Given request 1: Return the passage of the book review starting at "If most teenagers" and ending at "of maternal abandonment.", word for word.

Text block:
>>>>
Along the way, Beam offers a brief history of trans life in general and a very detailed look at how the subjects of her book live the life. The strength of the book is in the details: the clothes, the music, the language and the peculiar mix of typical adolescent angst as it plays itself out in the very complicated circumstances of teenage trans life.
If most teenagers spend their time thinking about what they’re going to do when they finish high school or what they’re going to do on Saturday night, the average trans kid is worrying about whether they can go to the corner store and not get beaten up or thinking about how they’re going to tell the boy they’ve been dating that they aren’t the kind of girl that he might be expecting.
Beam succeeds in telling the stories of the kids she connects with and at the same time telling her own story. She is very clear on why she becomes deeply involved in the lives of Christina, Domineque and Foxx. But the focus is on them not her. She acknowledges that much of her motivation to become involved with Christina (to whom she and her partner Robin become quasi-guardians) has to do with her own experience of maternal abandonment.
Beam dramatically describes the turning point in her relationship with Christina which took place after the teen was kicked out of her group home and was on the verge of being sent into a juvenile detention centre where she would be housed with the boys. Beam fully confronts the inadequacies and injustices of a social service system that doesn’t acknowledge the existence of trans kids and cannot accommodate them in any way. She finds herself frustrated and enraged by the systemic failures.
“I cried for the parents who threw their kids out to the streets,” she writes. “I raged for the system that was blind to them, too, that didn’t have enough beds, that sent them to parole schools, that arrested children for having sex with grown men so they could eat food at night. I cried for black-market hormones and for HIV and for the fact that every single trans kid I cared about had tried to commit suicide, and I cried for meth and crack and H and smack and crank, and I cried that gender was at first more crucial and then more meaningless than I ever thought it could be because really the only vital life force is love and that seemed to be what was in such short supply to begin with.”
This book is heartbreakingly sad in some ways as it details the many ways that trans kids are failed by a rigid culture that insists on two gender choices. It also demonstrates the incredible resilience of some kids who are able to thrive despite everything.
<<<<
Stored rows:
>>>>
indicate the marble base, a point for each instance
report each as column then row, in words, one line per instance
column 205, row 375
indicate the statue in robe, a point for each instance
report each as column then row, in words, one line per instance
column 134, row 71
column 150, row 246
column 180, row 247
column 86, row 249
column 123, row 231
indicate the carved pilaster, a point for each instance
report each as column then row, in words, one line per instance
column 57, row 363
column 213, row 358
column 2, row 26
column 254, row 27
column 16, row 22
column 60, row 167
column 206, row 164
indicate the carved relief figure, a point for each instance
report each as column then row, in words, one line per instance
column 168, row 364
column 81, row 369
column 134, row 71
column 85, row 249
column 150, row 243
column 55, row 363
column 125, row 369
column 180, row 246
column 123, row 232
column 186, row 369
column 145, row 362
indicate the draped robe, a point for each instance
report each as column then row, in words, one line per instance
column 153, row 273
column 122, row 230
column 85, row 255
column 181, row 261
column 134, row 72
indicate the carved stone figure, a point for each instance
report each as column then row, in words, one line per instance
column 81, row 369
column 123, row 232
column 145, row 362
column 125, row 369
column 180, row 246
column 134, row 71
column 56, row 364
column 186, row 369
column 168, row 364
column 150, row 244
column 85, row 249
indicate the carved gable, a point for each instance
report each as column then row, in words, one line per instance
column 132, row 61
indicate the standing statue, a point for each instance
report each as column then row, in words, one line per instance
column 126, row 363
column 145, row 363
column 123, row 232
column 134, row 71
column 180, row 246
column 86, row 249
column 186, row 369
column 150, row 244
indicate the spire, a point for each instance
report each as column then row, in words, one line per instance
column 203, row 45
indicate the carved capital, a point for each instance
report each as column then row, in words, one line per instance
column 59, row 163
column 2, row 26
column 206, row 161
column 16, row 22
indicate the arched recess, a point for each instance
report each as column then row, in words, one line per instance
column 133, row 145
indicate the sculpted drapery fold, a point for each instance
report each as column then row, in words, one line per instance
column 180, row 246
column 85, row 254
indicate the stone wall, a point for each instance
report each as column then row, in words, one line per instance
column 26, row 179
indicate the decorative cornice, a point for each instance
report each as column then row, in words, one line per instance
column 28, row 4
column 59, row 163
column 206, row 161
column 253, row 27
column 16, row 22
<<<<
Given request 2: Please retype the lines of the records starting at the line that contains "indicate the draped" and ending at the line that contains "column 132, row 61", with both of those lines included.

Final result 1:
If most teenagers spend their time thinking about what they’re going to do when they finish high school or what they’re going to do on Saturday night, the average trans kid is worrying about whether they can go to the corner store and not get beaten up or thinking about how they’re going to tell the boy they’ve been dating that they aren’t the kind of girl that he might be expecting.
Beam succeeds in telling the stories of the kids she connects with and at the same time telling her own story. She is very clear on why she becomes deeply involved in the lives of Christina, Domineque and Foxx. But the focus is on them not her. She acknowledges that much of her motivation to become involved with Christina (to whom she and her partner Robin become quasi-guardians) has to do with her own experience of maternal abandonment.

Final result 2:
indicate the draped robe, a point for each instance
report each as column then row, in words, one line per instance
column 153, row 273
column 122, row 230
column 85, row 255
column 181, row 261
column 134, row 72
indicate the carved stone figure, a point for each instance
report each as column then row, in words, one line per instance
column 81, row 369
column 123, row 232
column 145, row 362
column 125, row 369
column 180, row 246
column 134, row 71
column 56, row 364
column 186, row 369
column 168, row 364
column 150, row 244
column 85, row 249
indicate the carved gable, a point for each instance
report each as column then row, in words, one line per instance
column 132, row 61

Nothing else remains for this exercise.